- _THE RECORDS_
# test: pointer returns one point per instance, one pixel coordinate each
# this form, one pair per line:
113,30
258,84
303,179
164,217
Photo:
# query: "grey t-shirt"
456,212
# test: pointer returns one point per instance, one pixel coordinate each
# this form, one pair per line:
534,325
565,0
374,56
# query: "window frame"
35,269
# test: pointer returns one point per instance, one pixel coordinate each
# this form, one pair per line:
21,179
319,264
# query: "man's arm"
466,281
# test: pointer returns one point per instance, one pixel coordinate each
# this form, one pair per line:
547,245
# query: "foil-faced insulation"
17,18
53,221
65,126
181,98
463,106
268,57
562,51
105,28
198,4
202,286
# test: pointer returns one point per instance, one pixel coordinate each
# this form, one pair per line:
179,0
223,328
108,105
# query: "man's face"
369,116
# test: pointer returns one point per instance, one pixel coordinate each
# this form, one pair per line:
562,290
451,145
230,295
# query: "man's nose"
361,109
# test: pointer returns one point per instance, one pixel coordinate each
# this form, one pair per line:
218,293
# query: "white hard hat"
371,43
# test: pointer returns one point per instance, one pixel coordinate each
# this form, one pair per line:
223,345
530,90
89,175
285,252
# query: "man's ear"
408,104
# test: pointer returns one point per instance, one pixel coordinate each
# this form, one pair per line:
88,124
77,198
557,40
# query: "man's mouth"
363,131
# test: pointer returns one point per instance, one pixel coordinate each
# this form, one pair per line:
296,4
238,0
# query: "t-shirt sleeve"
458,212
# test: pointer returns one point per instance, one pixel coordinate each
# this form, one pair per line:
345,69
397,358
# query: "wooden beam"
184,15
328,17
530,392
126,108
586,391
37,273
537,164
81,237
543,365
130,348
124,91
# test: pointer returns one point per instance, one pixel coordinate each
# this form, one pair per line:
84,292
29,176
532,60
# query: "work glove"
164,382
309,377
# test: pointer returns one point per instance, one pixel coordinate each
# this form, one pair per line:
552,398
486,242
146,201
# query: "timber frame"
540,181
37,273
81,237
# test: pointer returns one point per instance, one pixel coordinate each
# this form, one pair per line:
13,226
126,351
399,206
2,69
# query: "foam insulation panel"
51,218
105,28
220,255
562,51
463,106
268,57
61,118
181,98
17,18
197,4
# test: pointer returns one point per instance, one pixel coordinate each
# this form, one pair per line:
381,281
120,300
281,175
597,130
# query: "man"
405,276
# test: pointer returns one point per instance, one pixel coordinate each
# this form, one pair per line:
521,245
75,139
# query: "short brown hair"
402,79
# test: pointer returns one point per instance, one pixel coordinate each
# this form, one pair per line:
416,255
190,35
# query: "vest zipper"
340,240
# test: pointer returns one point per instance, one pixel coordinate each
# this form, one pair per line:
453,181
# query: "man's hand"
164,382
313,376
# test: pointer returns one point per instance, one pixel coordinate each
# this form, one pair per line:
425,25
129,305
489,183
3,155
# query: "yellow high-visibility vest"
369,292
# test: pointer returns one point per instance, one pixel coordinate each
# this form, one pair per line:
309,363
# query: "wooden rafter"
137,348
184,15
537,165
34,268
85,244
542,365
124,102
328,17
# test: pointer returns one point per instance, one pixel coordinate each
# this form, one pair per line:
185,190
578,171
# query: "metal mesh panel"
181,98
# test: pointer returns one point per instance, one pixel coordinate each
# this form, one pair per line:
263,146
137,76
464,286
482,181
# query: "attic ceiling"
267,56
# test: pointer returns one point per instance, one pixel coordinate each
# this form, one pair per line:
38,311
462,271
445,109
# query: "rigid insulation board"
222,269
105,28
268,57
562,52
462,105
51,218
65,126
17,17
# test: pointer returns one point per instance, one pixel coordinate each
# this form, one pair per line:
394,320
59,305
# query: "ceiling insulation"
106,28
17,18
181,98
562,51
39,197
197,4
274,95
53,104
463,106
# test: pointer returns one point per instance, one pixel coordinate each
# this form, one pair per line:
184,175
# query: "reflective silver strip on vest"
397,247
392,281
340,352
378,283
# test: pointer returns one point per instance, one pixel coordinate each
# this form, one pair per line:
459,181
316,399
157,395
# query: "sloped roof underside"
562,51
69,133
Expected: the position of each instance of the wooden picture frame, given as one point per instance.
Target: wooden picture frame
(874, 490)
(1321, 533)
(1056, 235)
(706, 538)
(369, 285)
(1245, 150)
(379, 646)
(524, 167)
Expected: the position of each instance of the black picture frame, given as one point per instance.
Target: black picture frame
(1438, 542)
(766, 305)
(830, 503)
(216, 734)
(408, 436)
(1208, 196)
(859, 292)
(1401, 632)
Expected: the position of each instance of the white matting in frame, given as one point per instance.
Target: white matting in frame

- _REQUEST_
Print out the whole listing exactly as it appears.

- _RESULT OF THIS TASK_
# test: pointer returns one point per instance, one pixel coordinate each
# this form, one pair per line:
113,30
258,84
303,179
164,217
Photo:
# query: "grey t-shirt"
456,212
# test: pointer returns one point per instance, one pixel coordinate each
# this form, one pair per line:
534,325
565,0
374,56
# query: "window frame"
35,269
# test: pointer returns one point per instance, one pixel coordinate each
# this form, one pair per line:
21,179
319,264
# query: "man's arm"
466,281
# test: pointer returns one point per instance, one pixel coordinate each
# this form, one pair per line:
547,245
# query: "foil-faced insulation"
17,18
53,221
65,126
181,98
463,106
268,57
562,51
105,28
198,4
202,286
# test: pointer returns one point per instance, one pixel coordinate each
# this form, one pair per line:
179,0
223,328
108,105
# query: "man's face"
369,116
# test: pointer returns one point per instance, one pixel coordinate each
# this form, one pair per line:
562,290
451,145
230,295
# query: "man's nose"
361,109
# test: pointer returns one point per instance, one pixel coordinate each
# this form, one pair per line:
218,293
# query: "white hard hat"
371,43
# test: pointer returns one point per instance, one pixel coordinate each
# this form, one pair per line:
223,345
530,90
89,175
285,252
# query: "man's ear"
408,104
# test: pointer returns one point per instance, one pixel coordinate each
# this form, one pair per line:
88,124
77,198
557,40
# query: "man's mouth"
363,131
# test: pointer returns one point per instance, one pixel coordinate each
# this form, one pair per line:
296,4
238,0
# query: "t-shirt sleeve"
458,212
# test: pointer returns one point per instance, one pixel coordinate each
# this form, one pair per line:
345,69
397,358
# query: "wooden beam"
184,15
328,17
530,392
126,108
586,391
37,273
537,164
81,237
543,365
130,348
124,91
# test: pointer returns one point per instance, one pixel coordinate each
# this form, one pair per line:
84,292
29,176
532,60
# query: "work glove"
164,382
309,377
# test: pointer returns one point per instance, one pixel coordinate each
# this form, one pair per line:
552,398
486,242
146,201
# query: "timber frame"
540,181
37,273
81,237
# test: pointer returns one point per instance, one pixel coordinate each
# this form, one pair per line:
13,226
126,351
399,206
2,69
# query: "foam insulation panel"
51,218
105,28
220,255
562,51
463,106
268,57
61,118
181,98
17,18
197,4
# test: pointer returns one point per instance, one pixel coordinate each
# this form, one pair per line:
381,281
120,300
281,175
597,130
# query: "man"
405,276
# test: pointer returns one point per instance, one pixel coordinate each
# this form, one pair per line:
521,245
75,139
# query: "short brown hair"
402,79
# test: pointer returns one point per instance, one pixel coordinate each
# this form, one pair per line:
416,255
190,35
# query: "vest zipper"
340,240
# test: pointer returns one point per instance, one pixel coordinate each
# this form, one pair per line:
453,181
# query: "man's hand"
164,382
313,376
# test: pointer returns one point per instance, one pixel coordinate each
# this form, one pair per line:
425,25
129,305
489,183
3,155
# query: "yellow high-visibility vest"
369,292
# test: pointer returns one point per instance, one pixel coordinate each
# this form, one pair per line:
309,363
# query: "wooden rafter"
137,348
184,15
537,165
34,268
85,244
542,365
124,102
328,17
# test: pointer returns one point per instance, one pixel coordinate each
# this form, one pair per line:
185,190
578,171
# query: "metal mesh panel"
181,98
# test: pointer returns one point per instance, one pixel coordinate each
# this form, one pair per line:
263,146
137,76
464,286
482,181
# query: "attic ceiling"
267,56
# test: pointer returns one point per instance, one pixel coordinate each
# this form, one pair per line:
38,311
462,271
445,109
# query: "rigid insulation board"
222,269
105,28
268,57
562,52
462,105
51,218
65,126
17,17
# test: pointer returns one point per instance, one pixel coordinate each
# this form, one pair per line:
394,320
59,305
# query: "ceiling insulation"
106,28
17,18
181,98
562,51
39,197
197,4
274,95
53,104
463,106
# test: pointer returns one point per instance, one pixel coordinate each
# this form, one pair per line:
184,175
# query: "reflective silver strip on vest"
397,247
392,281
340,352
378,283
# test: pointer returns one point per instance, one pixel coordinate each
# this form, one pair per line:
459,181
316,399
157,395
# query: "sloped roof underside"
562,51
69,133
Expected: the position of each instance of the wooden picture frame, given as one point per instance.
Target: wooden picture frame
(874, 490)
(1321, 533)
(1056, 235)
(706, 538)
(369, 285)
(1245, 150)
(379, 646)
(524, 167)
Expected: the position of each instance of the black picture frame, given as one point per instance.
Target: black picture frame
(1438, 542)
(766, 305)
(830, 503)
(216, 734)
(408, 436)
(1208, 196)
(859, 292)
(1401, 632)
Expected: the position of each instance of the white matting in frame, given as one point per instance.
Target: white matting in frame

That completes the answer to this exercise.